- **Kaynak Metin**:
24 yıl sonra gerçekleşen 6 Şubat depremi ise üstümüzün, yani mevcut devlet organizasyonunun, altımızdan çok daha çürük olduğunu göstermiştir.  En son daha 2 hafta önce, 36'sı çocuk 78 yurttaşımızın hayatını kaybettiği Kartalkaya Grand Otel faciasında bir kez daha gördük.  Bu ülkenin üzerine, kâr ve rant hırsını baş tacı eden, insan hayatını yok sayan bir yönetim anlayışı çöreklenmiştir. Bu yönetim anlayışı insanı, doğayı, tarihsel ve kültürel değerlerimizi sermaye kesimlerinin çıkarlarına teslim eden bir anlayıştır. O yüzden 2 yıl önce yaşadığımız yıkımın sebebi de ne tek başına depremdir ne de binalardır. Bu büyük yıkımda elbette ki kâr hırsıyla başı dönen, her karış toprağımızı ranta çevirmeye çalışan müteahhitlerin büyük bir sorumluluğu vardır.  Ancak asıl sorumlu bu kar hırsını besleyenler, büyütenlerdir. İmar afları gibi garabetlere imza atarak suç işleyenlerdir. Denetim yapmaktan, etkili yaptırımlar uygulamaktan, süreçleri kurallara uygun yürütmekten aciz bir hukuk sistemi inşa edenlerdir. İnsan hayatını yok sayan bu sistemi her gün yeniden ve yeniden üretenlerdir.

- **Çıkarılan Bilgiler**:
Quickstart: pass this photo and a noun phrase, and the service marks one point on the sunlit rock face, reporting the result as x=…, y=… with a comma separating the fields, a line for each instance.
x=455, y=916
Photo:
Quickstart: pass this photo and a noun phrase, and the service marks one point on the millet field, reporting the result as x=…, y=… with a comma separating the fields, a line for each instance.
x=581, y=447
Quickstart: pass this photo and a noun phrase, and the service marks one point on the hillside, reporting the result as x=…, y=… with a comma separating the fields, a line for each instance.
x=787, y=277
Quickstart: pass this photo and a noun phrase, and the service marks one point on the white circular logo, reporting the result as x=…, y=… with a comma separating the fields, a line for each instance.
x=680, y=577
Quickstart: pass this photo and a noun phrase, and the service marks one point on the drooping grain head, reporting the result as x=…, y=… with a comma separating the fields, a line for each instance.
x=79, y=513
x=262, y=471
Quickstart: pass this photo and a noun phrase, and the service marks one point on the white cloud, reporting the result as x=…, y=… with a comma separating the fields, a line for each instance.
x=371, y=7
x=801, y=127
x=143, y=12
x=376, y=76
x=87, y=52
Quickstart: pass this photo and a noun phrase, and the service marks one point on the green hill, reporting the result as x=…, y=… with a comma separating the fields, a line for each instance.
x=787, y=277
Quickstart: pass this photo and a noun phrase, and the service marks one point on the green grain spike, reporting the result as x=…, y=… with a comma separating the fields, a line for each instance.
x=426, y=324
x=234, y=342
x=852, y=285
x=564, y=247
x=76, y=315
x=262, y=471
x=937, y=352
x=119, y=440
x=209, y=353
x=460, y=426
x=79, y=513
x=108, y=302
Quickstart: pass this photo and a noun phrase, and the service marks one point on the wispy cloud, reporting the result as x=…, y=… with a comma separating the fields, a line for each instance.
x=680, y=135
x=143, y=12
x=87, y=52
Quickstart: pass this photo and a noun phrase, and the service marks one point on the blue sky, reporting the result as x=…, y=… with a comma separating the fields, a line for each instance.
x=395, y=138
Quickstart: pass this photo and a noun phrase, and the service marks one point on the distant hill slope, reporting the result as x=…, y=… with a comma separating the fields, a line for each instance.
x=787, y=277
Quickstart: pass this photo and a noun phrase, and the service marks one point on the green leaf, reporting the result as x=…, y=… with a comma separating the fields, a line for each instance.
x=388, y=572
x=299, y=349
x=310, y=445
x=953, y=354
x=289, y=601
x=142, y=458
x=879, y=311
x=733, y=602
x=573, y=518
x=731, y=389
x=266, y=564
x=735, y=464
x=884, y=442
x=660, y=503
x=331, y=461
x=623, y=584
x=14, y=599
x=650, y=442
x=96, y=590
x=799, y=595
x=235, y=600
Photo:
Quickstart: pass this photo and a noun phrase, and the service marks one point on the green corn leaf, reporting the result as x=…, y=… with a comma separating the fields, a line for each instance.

- **Verilen Alıştırma 1**:
Deprem konulu kaynak metne göre Kartalkaya Grand Otel faciasında kaç yurttaş hayatını kaybetmiştir?
- **Verilen Alıştırma 2**:
Deprem konulu kaynak metni son cümlesinden sonrasıyla devam ettiriniz.

- **Çıktı 1**:
36'sı çocuk olmak üzere 78 yurttaş hayatını kaybetmiştir.

- **Çıktı 2**:
Yaşadığımız acıları, bu acıları bizlere reva görenleri unutmayacağız. Depremin ilk iki günü boyunca ortalıkta görünmeyenleri de, kendi sorumluluklarının üzerini örtmek için başlattıkları algı operasyonunu da unutmadık. 
Yakınlarımızdan haber almak için çırpınırken devreye konulan bant daraltmalarını, internet kesintilerini unutmadık.
Depremin yaşandığı illerde daha 24 saat geçmeden OHAL ilan edenleri, çaresizlikle kıvranan, derdine derman arayan mağdurları “kimse kalkanları kaldırmayacağımızı zannetmesin” tehdidiyle susturmak isteyenleri unutmadık. 
Gönüllü olarak deprem bölgesine gitmeye çalışırken önümüze konan engelleri, Muhalefet Partilerinin, Demokratik Kitle Örgütlerinin, Sivil Toplum Kuruluşlarının yardımlarının deprem bölgelerine ulaştırılmasına engel olanları unutmadık. 
Kızılay’ın çadır satmasından, yardımları zimmetine geçiren yetkililere kadar uzanan rezaletler zincirini unutmadık. 
Evet, aradan 2 yıl geçti.  Ama yaşanan yıkımın etkisi büyük ölçüde sürüyor.  Verilen sözler tutulmadığı için yaşanan sorunlar, acılar devam ediyor. Mevcut iktidar bugüne kadar deprem mağdurlarının sorunlarını çözmek adına bütçeden 2 Trilyon TL’ye yakın kaynak ayırdığını açıkladı. Buna ek olarak Milli Dayanışma adı altında bir paket çıkardı. Halktan alınan KDV, ÖTV. MTV gibi vergiler fahiş oranda artırıldı. Ama bu kaynakların nereye, kime gitti belli değil. Deprem bölgesinde hala tek bir çivinin çakılmadığı, molozların dahi kaldırılmadığı yerler var. Binlerce insan hala çadırlarda yaşamaya devam ediyor.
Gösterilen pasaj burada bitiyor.